* _Vorgegebener Text_:
----

Kriegsverbrechen in der Größenordnung derer, die in den 1930er und 1940er Jahren begangen wurden, sind praktisch an der Tagesordnung. Die Zivilbevölkerung wird massakriert, von der Südgrenze der USA bis zum Mittelmeer werden Flüchtlinge mit Gestapo-Methoden behandelt, und das israelische Militär schießt ungestraft auf unbewaffnete palästinensische Demonstranten – und die offizielle Presse reagiert kaum mit einem Schulterzucken.

Am Donnerstag durchbrach nur je ein verschämter Artikel in der New York Times und in der Washington Post das Schweigen der Medien. Beide Artikel riechen nach Heuchelei. Sie sind Ausdruck eines gewissen Unbehagens innerhalb des herrschenden Establishments der USA darüber, was gerade im Jemen passiert.

Die Redaktion der Times stellt fest, dass der Krieg zu „unzähligen zivilen Todesfällen geführt hat, von denen viele auf wahllose Bombenangriffe der Koalition zurückzuführen sind“. Sie fügt hinzu: „Nach internationalem Recht können diese Angriffe als Kriegsverbrechen gelten, an denen die Vereinigten Staaten und Großbritannien, ein weiterer Waffenlieferant, beteiligt sind.“

Die Washington Post warnt: „Die Vereinigten Staaten, die ihre beiden Verbündeten bereits mit Informationen, Treibstoff und Munition versorgt haben, werden mitschuldig sein, wenn das Ergebnis das ist, was die Entwicklungshelfer sagen: Hunger, Epidemien und andere menschliche Leiden, die alles übertreffen, was die Welt seit Jahrzehnten gesehen hat.“

Dass diese beiden etablierten Zeitungen das Wort „complicit“ [mitschuldig] verwenden, um Washingtons Rolle im Jemen zu beschreiben, ist zweifellos von großer Bedeutung. Rechtlich gesehen bedeutet Mittäterschaft, dass auch derjenige, der eine Straftat unterstützt und begünstigt, strafrechtlich zur Verantwortung gezogen wird.

----

* _Übungsdaten_:
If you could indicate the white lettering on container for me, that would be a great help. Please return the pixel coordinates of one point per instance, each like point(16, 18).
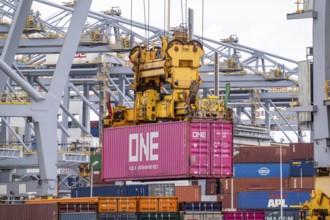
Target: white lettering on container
point(143, 148)
point(274, 203)
point(196, 134)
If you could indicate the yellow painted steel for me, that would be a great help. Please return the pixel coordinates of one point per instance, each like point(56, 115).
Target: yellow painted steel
point(166, 85)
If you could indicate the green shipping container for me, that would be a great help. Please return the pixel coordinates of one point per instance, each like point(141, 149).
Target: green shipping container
point(96, 157)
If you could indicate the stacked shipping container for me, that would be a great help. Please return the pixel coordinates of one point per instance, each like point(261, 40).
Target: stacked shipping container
point(257, 178)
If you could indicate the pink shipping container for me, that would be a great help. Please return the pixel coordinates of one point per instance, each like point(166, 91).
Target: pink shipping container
point(246, 215)
point(172, 150)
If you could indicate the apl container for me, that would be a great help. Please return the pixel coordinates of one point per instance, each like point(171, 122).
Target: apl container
point(202, 216)
point(302, 168)
point(29, 211)
point(270, 200)
point(260, 170)
point(246, 215)
point(173, 150)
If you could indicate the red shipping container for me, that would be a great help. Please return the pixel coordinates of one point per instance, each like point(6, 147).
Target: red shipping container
point(188, 193)
point(302, 151)
point(173, 150)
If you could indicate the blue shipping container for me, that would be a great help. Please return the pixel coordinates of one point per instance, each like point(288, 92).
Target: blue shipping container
point(261, 170)
point(132, 190)
point(200, 206)
point(302, 168)
point(270, 200)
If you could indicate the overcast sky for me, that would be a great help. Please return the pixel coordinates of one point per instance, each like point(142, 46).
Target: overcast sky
point(260, 24)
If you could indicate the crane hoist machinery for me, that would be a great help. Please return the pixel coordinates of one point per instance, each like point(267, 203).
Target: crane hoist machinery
point(166, 85)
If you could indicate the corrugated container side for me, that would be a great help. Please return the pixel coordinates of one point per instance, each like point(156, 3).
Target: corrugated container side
point(323, 183)
point(127, 204)
point(161, 189)
point(78, 216)
point(302, 168)
point(199, 149)
point(106, 216)
point(226, 201)
point(96, 157)
point(117, 216)
point(213, 216)
point(168, 204)
point(202, 216)
point(77, 207)
point(246, 215)
point(270, 200)
point(287, 214)
point(212, 187)
point(137, 190)
point(301, 183)
point(308, 5)
point(29, 211)
point(250, 184)
point(301, 151)
point(159, 216)
point(188, 193)
point(108, 204)
point(148, 204)
point(201, 206)
point(262, 154)
point(261, 170)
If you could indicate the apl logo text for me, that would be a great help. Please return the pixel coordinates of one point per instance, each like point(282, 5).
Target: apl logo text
point(142, 147)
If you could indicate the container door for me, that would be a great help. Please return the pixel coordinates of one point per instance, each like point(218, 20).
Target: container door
point(199, 149)
point(221, 149)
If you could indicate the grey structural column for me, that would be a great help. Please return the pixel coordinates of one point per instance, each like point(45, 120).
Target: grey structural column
point(267, 118)
point(85, 112)
point(321, 73)
point(65, 117)
point(121, 86)
point(45, 113)
point(10, 48)
point(14, 37)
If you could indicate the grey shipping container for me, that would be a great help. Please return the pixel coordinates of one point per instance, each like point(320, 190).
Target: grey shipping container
point(29, 211)
point(202, 216)
point(161, 189)
point(79, 216)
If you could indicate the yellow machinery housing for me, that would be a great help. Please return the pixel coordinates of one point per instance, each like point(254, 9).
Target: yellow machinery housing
point(166, 84)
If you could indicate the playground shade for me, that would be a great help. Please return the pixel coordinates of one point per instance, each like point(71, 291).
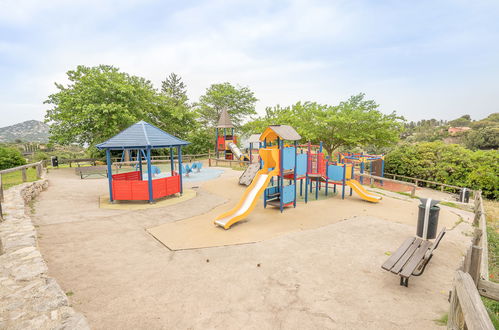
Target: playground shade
point(362, 192)
point(248, 201)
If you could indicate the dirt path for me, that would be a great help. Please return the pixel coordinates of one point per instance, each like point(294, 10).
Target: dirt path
point(327, 277)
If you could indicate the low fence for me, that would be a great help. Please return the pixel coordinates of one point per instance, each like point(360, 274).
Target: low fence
point(23, 169)
point(467, 310)
point(416, 181)
point(374, 177)
point(157, 159)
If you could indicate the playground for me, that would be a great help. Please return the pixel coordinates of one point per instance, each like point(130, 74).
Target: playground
point(187, 246)
point(317, 266)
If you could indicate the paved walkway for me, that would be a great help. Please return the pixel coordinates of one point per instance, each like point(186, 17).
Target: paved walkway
point(328, 277)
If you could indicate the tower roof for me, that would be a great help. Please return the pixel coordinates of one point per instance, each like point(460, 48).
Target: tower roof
point(224, 120)
point(284, 132)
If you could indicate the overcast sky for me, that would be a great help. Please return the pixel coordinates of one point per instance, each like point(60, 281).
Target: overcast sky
point(423, 59)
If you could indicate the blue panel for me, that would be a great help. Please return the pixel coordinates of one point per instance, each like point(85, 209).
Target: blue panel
point(288, 194)
point(288, 158)
point(271, 191)
point(335, 172)
point(301, 165)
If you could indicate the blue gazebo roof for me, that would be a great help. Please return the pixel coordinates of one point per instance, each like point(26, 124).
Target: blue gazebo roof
point(142, 135)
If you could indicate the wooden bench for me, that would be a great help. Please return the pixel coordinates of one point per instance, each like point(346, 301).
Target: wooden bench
point(412, 257)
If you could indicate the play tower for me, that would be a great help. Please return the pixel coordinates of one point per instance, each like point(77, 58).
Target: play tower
point(226, 141)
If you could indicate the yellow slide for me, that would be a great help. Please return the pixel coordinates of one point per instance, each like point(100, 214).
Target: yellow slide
point(248, 201)
point(362, 192)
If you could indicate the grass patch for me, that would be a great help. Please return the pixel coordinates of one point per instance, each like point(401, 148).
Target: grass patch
point(492, 307)
point(442, 321)
point(15, 178)
point(460, 220)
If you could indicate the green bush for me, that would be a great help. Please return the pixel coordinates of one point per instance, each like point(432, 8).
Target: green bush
point(447, 163)
point(10, 158)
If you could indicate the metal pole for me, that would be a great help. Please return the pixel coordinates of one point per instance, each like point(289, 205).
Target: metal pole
point(149, 174)
point(294, 173)
point(179, 155)
point(139, 159)
point(172, 161)
point(109, 174)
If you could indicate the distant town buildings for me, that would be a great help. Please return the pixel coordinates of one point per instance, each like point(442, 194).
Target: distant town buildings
point(456, 130)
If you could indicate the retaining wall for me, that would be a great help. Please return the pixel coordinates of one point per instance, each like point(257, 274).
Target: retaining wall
point(30, 299)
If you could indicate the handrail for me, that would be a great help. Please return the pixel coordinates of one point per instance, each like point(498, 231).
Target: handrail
point(466, 306)
point(416, 180)
point(22, 168)
point(481, 222)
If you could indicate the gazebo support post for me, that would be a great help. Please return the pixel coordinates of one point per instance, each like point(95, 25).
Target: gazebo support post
point(149, 174)
point(172, 161)
point(109, 174)
point(139, 159)
point(179, 155)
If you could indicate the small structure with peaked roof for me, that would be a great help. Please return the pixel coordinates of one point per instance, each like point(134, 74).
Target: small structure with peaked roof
point(226, 139)
point(283, 132)
point(224, 120)
point(143, 137)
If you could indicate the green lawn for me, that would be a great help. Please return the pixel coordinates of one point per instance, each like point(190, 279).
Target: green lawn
point(15, 178)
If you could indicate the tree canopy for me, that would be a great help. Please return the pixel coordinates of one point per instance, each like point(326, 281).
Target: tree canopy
point(353, 123)
point(447, 163)
point(239, 102)
point(100, 101)
point(10, 157)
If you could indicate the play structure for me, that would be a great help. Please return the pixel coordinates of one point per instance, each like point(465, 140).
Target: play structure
point(375, 164)
point(226, 141)
point(142, 137)
point(282, 166)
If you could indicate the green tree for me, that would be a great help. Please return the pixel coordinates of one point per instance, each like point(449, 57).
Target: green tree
point(447, 163)
point(239, 101)
point(482, 138)
point(354, 123)
point(97, 103)
point(174, 87)
point(174, 114)
point(462, 121)
point(10, 157)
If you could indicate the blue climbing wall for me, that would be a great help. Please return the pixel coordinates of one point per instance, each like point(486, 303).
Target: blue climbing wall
point(335, 172)
point(301, 165)
point(288, 194)
point(288, 158)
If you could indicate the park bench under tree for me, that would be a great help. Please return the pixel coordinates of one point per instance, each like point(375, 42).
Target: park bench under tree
point(412, 257)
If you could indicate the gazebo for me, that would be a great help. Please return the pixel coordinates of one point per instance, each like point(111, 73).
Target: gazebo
point(143, 137)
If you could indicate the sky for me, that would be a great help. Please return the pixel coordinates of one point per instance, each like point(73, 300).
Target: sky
point(422, 59)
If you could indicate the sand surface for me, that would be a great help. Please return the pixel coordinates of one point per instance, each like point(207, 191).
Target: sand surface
point(315, 267)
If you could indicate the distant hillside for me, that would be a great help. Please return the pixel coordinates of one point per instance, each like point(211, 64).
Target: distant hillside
point(28, 131)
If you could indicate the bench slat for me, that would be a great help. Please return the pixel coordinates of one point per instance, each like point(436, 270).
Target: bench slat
point(415, 259)
point(388, 265)
point(408, 253)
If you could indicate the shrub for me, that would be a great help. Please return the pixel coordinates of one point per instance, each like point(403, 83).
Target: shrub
point(447, 163)
point(10, 158)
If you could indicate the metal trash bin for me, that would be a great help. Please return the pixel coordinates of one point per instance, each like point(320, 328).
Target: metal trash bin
point(464, 195)
point(55, 161)
point(428, 217)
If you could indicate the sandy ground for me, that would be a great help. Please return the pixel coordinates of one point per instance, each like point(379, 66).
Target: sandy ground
point(322, 276)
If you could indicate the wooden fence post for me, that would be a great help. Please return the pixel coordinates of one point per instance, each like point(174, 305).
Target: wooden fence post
point(1, 189)
point(23, 172)
point(39, 170)
point(455, 313)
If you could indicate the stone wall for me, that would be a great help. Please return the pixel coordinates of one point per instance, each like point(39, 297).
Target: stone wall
point(30, 299)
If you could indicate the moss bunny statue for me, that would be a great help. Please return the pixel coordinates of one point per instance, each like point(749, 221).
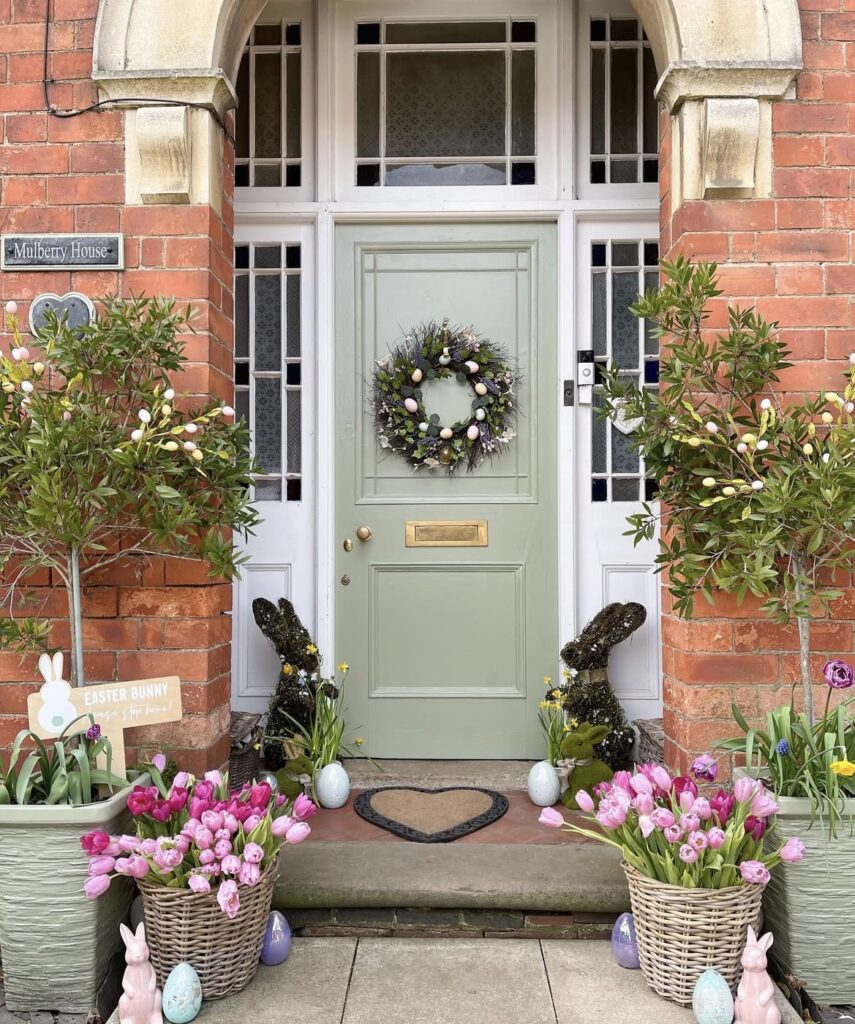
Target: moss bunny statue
point(585, 771)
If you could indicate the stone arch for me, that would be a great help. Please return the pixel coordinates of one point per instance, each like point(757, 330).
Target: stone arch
point(721, 64)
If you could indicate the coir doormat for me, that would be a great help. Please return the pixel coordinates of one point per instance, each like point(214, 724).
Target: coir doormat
point(430, 815)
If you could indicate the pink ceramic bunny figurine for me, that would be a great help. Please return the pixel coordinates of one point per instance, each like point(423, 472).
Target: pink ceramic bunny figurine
point(755, 996)
point(141, 1001)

----

* _Aufgabenstellung_:
Gib den Text über den Krieg im Jemen von „Die Washington Post“ bis „Verantwortung gezogen wird.“ erneut wieder und ändere dabei „Entwicklungshelfer“ in „Hilfsorganisationen“. Stütze dich allein auf den Text über den Krieg im Jemen.

* _Ergebnis_:
Die Washington Post warnt: „Die Vereinigten Staaten, die ihre beiden Verbündeten bereits mit Informationen, Treibstoff und Munition versorgt haben, werden mitschuldig sein, wenn das Ergebnis das ist, was die Hilfsorganisationen sagen: Hunger, Epidemien und andere menschliche Leiden, die alles übertreffen, was die Welt seit Jahrzehnten gesehen hat.“

Dass diese beiden etablierten Zeitungen das Wort „complicit“ [mitschuldig] verwenden, um Washingtons Rolle im Jemen zu beschreiben, ist zweifellos von großer Bedeutung. Rechtlich gesehen bedeutet Mittäterschaft, dass auch derjenige, der eine Straftat unterstützt und begünstigt, strafrechtlich zur Verantwortung gezogen wird.